- **Extract to read**
——

This is a crazy man. And, like you say, he`s way to the right of Donald Trump. So, this is scary. People cannot be complacent. You have got to hand in your ballot. Get your ballot and vote no. That`s all you have to do is vote no for the recall, and Gavin Newsom will remain governor.
REID: Do you think that Democrats are taking this seriously enough, Rob?
Because the fact is that a recall worked before. That`s how Arnold Schwarzenegger became governor. It`s not like Republicans have not won the governorship of California, Ronald Reagan, Richard Nixon. It could happen.
REINER: It absolutely could happen.
And if you look at the latest polling, it`s within the margin of error. I mean, you have got Gavin Newsom up by a point-and-a-half, two points throughout the state. That`s the margin of error.
And Democrats are complacent. They figure, there`s no way that we`re going to have a crazy right-wing maniac take over the state, it`s going to stay in Democratic hands. Well, it won`t, not if you don`t get out and vote.
REID: Well, it -- I mean, I think a lot of people said the same thing about Trump becoming president of the United States.
Oops.
I`ll give you the last word on this, Jean. What are the political -- what are the Democrats actually doing functionally to get their vote out and to get the no-vote out?
GUERRERO: I mean, they`re putting -- they have started a campaign of trying to target -- the Latino vote is going to be crucial in this election.

——

Translate this sentence from the recall discussion transcript into Spanish: "I mean, you have got Gavin Newsom up by a point-and-a-half, two points throughout the state."

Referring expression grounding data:
——

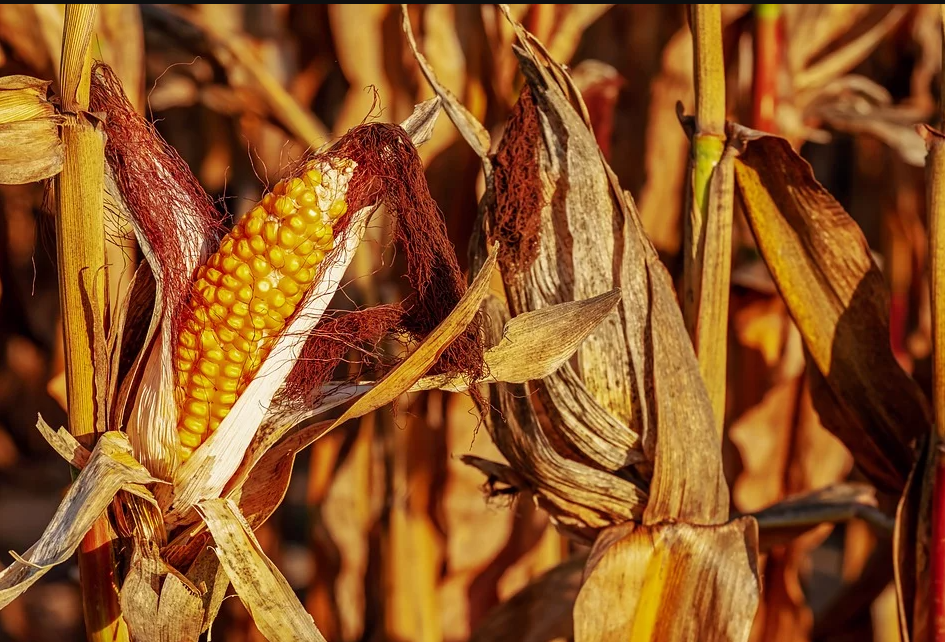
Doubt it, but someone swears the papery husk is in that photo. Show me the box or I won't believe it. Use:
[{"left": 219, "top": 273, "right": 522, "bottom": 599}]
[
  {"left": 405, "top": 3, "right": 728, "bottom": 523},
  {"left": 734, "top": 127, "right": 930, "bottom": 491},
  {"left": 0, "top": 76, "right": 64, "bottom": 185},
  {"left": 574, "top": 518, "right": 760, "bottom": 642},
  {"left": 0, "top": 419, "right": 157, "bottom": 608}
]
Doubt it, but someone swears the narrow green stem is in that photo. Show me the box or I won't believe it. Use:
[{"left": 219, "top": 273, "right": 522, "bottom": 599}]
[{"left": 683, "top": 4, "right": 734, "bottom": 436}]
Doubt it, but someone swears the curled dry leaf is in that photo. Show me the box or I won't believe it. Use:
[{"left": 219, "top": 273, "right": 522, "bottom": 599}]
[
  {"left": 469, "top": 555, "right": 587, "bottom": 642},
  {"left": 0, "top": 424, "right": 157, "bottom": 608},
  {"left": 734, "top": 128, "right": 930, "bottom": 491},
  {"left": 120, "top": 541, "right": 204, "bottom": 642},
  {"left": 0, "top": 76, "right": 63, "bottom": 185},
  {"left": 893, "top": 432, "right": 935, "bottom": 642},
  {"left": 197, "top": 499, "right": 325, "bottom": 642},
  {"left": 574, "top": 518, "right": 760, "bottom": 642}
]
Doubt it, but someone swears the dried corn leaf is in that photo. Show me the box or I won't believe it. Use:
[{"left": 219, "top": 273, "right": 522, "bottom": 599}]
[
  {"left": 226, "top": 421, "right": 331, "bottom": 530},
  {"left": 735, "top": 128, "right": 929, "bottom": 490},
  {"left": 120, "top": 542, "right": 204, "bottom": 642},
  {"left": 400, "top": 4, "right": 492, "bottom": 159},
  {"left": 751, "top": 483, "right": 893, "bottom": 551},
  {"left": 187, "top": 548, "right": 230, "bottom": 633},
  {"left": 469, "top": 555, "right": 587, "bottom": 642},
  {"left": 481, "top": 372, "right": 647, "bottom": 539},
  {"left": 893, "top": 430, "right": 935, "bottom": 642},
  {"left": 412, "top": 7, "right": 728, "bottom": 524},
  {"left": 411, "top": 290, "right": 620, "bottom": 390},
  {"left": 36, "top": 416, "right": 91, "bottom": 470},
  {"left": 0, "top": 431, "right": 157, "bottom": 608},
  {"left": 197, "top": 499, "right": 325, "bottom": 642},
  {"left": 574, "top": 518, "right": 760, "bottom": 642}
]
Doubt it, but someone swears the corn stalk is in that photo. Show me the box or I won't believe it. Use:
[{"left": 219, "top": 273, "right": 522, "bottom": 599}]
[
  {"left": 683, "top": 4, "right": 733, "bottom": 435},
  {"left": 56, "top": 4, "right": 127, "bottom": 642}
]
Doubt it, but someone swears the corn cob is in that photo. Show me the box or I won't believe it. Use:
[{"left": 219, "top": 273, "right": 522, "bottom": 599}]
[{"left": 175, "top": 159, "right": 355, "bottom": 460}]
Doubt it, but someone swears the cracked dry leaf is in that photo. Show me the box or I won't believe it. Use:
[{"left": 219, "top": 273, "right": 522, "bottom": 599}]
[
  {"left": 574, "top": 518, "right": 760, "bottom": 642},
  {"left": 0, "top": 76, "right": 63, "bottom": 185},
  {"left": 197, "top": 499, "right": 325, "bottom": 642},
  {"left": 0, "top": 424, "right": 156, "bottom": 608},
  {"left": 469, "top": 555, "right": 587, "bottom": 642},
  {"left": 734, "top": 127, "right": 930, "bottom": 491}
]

——

- **Finished exercise**
Quiero decir, tienen a Gavin Newsom arriba por un punto y medio, dos puntos en todo el estado.